:: WORK TO COMPLETE ::
**a)** In the journal entry on the Cthulhu Mythos, which short story by HP Lovecraft is said to underscore the entire concept?
**b)** Condense the paragraph of the journal entry on the Cthulhu Mythos that begins "The thing that makes the Cthulhu Mythos stories distinct" into a short bulleted list that keeps its main points.
**c)** Print the passage from the journal entry on the Cthulhu Mythos between "Before I begin" and "on the concept.", inclusive.

:: TEXT PROVIDED ::
((

I think with all the things that I’ve talked about and professed an expertise or an opinion on it would only be fair for me to comment on that which I don’t know and as a result, be forced to research it, the overall themes thereof and see if I can reconcile my differences with it.
Conversely that’s sort of how I ended up back into Pokémon. You don’t know what that first draft looked like.
So with that said I took a look at the most infamous of HP Lovecraft’s works otherwise known as the Cthulhu Mythos.
Before I begin though, I won’t speak of HP Lovecraft beyond his involvement in this work as I have come to understand he was something of a profound racist. Conversely I can’t conclude that definitively he even was one considering conflicting details about his life which disprove that belief. So, for now, I’ll leave this part where it belongs, not in this journal.
So what are the Cthulhu Mythos?
Well this is a bit of a hard label as many often use the Cthulhu Mythos as a label for anything that uses anything resembling either the characters or the themes of HP Lovecraft’s core works . The entire concept is underscored in the short story by HP Lovecraft The Call of Cthulhu. In it you have many of the themes that are pervasive in all subsequent works based on the concept.
The idea is that there are a race of beings known as the Elder Gods who’s existence causes humanity to thrive or decline without its consent. Typically some young man (or woman, whatever) will discover hints or an inheritance or a library full of really old books or just one old book that’s scary…
You know what book that is, don’t play that game.
And learn about the existence of the Elder Gods. At which point there’s usually a cult worshipping a Elder God (probably Cthulhu) and trying to bring them into the world. The idea is composite of several themes. One being that humanity, despite its evolution and technical superiority is not the most advanced form of life and that the mere presence of another, superior organism is enough to throw the human experience into a radical shift. Thus the idea of us being inconsequential is introduced.
The thing that makes the Cthulhu Mythos stories distinct (according to fans) is that unlike other stories where one fights an evil monstrosity, the idea is that not only is the evil not defeated for good, it might only be abated for a time. Even more the idea that by fighting this evil, a hero is often left in a ruined or worse state for trying.
Now a problem with going heavily into the Cthulhu Mythos is that after a certain point one leaves the body of work crafted by Lovecraft and into a vast canon expanded and formalized by August Derleth who published Lovecraft’s work and helped with several novels. As such there’s some debate by experts as to how to properly label stories involved in the Cthulhu Mythos as some argue that for much of Lovecraft’s stories, the Elder Gods were less a formal structured mythology and more a plot device, giving cause as to how such things might happen and not an enemy to defeat, per se.

))

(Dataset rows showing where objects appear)
((

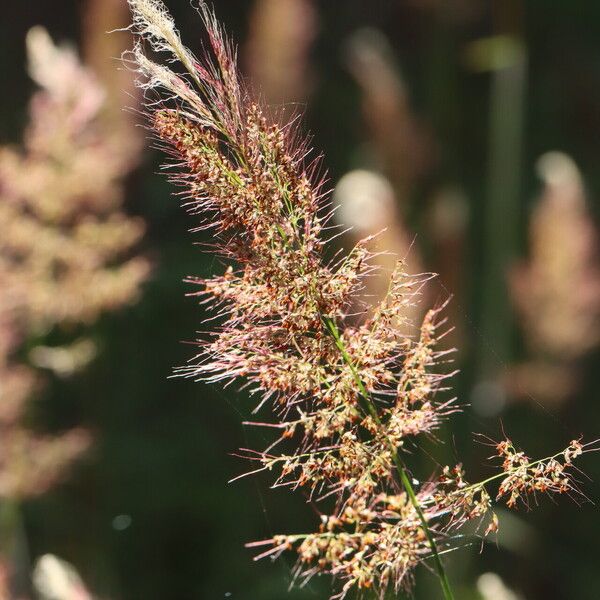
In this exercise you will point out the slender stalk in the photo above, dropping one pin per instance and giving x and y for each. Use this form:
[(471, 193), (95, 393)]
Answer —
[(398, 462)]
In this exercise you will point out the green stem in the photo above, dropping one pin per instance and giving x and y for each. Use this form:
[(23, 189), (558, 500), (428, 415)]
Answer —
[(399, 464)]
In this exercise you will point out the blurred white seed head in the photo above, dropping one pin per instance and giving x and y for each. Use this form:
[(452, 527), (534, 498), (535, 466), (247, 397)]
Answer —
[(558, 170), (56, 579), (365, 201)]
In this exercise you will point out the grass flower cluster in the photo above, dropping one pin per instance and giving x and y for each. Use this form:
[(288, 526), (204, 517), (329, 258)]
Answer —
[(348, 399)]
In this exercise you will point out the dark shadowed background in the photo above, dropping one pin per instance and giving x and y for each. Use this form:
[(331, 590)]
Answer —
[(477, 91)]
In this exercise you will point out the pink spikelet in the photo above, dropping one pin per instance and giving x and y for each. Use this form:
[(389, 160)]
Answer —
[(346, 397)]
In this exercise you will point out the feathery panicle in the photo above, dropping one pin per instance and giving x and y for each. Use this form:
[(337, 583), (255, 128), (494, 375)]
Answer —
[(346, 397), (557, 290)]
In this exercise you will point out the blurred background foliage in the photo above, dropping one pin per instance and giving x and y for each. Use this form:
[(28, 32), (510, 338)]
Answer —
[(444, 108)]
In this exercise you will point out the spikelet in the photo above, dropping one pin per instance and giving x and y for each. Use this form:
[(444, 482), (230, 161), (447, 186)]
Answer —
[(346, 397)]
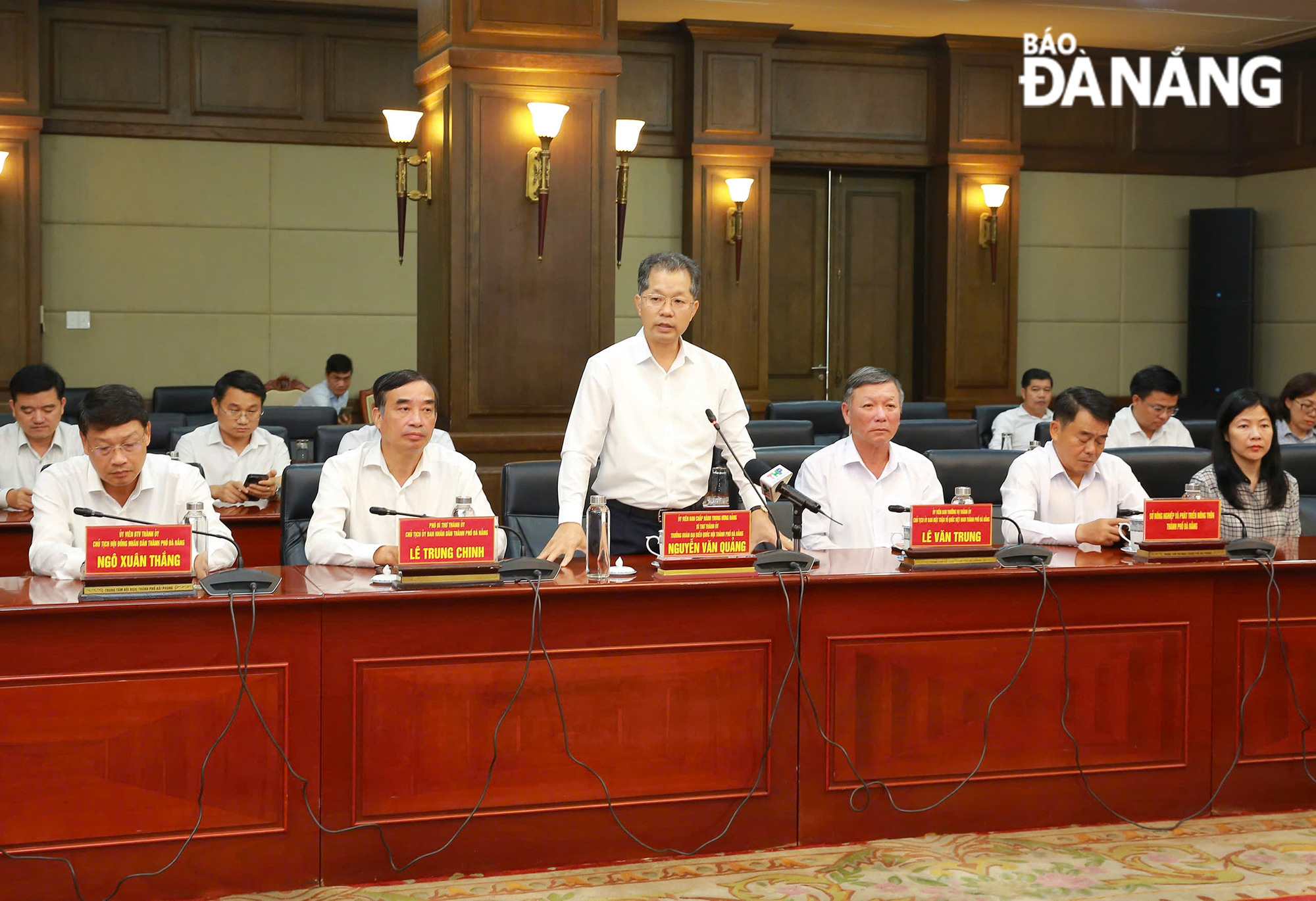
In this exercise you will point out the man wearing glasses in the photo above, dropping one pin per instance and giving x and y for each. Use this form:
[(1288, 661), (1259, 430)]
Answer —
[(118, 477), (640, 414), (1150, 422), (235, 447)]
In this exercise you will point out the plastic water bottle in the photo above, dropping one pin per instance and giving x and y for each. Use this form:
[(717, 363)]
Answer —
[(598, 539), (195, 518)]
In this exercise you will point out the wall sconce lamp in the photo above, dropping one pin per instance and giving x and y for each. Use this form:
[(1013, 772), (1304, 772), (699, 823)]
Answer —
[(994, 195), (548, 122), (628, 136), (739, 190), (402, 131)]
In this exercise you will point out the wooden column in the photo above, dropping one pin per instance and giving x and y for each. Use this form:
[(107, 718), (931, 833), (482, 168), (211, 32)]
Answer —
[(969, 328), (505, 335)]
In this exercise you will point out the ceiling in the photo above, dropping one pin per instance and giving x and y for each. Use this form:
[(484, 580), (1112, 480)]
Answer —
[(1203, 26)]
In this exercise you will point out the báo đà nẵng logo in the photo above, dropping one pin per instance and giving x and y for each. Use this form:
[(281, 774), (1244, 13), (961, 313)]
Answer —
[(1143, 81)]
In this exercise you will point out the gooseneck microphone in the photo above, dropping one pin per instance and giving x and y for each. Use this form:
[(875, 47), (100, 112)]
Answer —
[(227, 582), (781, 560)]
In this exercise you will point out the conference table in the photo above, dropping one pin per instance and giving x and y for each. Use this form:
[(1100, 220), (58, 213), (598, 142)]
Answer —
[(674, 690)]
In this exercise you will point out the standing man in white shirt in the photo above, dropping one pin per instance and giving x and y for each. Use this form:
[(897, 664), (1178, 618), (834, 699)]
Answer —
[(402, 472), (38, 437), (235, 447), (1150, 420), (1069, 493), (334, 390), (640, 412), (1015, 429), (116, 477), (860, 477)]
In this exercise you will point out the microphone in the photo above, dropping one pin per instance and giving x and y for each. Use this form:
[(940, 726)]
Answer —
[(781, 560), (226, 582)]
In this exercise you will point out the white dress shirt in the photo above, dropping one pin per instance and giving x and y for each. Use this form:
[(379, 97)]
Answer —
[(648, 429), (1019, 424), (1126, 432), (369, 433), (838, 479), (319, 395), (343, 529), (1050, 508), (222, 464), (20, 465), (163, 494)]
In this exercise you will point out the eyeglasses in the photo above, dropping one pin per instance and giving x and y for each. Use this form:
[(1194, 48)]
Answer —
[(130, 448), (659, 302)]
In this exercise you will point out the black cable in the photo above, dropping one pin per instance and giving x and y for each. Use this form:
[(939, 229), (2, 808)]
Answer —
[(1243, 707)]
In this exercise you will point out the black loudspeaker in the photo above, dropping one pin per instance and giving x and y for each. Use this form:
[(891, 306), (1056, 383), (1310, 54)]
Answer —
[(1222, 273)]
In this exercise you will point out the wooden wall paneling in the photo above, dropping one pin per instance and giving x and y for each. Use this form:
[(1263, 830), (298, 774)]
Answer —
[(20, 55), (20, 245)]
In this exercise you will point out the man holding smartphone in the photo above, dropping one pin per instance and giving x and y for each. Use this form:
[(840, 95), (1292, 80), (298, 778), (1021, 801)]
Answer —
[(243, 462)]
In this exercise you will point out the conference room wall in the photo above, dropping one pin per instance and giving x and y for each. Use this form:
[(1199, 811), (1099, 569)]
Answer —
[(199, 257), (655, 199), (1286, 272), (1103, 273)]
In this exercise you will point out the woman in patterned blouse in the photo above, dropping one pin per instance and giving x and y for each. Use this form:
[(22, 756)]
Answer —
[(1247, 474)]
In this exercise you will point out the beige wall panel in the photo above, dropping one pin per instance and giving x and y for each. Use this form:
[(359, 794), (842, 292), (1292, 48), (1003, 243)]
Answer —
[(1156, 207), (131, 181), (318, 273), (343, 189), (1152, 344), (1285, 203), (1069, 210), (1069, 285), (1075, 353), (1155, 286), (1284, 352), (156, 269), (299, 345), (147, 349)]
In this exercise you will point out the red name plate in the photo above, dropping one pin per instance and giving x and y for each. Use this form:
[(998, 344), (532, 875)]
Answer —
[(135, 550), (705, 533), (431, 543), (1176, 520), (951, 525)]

))
((

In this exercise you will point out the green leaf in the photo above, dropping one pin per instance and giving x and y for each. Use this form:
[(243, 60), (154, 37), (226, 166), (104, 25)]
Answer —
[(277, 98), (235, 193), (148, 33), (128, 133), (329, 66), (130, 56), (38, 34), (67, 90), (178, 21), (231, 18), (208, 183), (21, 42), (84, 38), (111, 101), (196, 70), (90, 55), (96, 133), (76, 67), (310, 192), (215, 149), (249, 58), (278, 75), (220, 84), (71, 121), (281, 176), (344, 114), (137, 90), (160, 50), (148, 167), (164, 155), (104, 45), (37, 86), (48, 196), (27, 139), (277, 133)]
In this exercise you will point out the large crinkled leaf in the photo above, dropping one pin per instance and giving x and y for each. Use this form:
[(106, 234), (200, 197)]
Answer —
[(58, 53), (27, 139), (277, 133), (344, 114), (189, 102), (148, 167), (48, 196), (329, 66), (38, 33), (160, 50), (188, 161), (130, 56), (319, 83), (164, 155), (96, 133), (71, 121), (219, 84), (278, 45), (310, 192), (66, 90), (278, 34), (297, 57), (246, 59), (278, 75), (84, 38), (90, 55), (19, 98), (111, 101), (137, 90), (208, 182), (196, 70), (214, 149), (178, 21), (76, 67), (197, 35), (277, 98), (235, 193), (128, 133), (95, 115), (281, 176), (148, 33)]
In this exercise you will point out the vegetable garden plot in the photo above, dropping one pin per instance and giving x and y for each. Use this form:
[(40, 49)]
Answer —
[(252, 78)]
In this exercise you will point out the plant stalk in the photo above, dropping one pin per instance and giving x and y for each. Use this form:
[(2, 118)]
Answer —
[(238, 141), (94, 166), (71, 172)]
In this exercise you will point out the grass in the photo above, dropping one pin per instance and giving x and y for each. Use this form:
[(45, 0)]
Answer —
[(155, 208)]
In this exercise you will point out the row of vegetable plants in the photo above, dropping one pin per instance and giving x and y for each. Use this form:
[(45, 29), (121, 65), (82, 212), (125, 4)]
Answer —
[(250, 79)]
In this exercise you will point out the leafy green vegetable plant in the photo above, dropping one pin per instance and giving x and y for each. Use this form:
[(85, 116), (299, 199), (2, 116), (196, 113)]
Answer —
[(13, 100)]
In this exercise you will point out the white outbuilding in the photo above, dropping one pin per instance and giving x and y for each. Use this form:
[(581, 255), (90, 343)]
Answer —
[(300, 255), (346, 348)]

))

:: TASK SOLUTIONS ::
**a)** The Call of Cthulhu

**b)**
- According to fans, Cthulhu Mythos stories differ from other tales of fighting an evil monstrosity.
- The evil is not defeated for good and may only be held back for a time.
- A hero who fights this evil is often left in a ruined or worse state.

**c)**
Before I begin though, I won’t speak of HP Lovecraft beyond his involvement in this work as I have come to understand he was something of a profound racist. Conversely I can’t conclude that definitively he even was one considering conflicting details about his life which disprove that belief. So, for now, I’ll leave this part where it belongs, not in this journal.
So what are the Cthulhu Mythos?
Well this is a bit of a hard label as many often use the Cthulhu Mythos as a label for anything that uses anything resembling either the characters or the themes of HP Lovecraft’s core works . The entire concept is underscored in the short story by HP Lovecraft The Call of Cthulhu. In it you have many of the themes that are pervasive in all subsequent works based on the concept.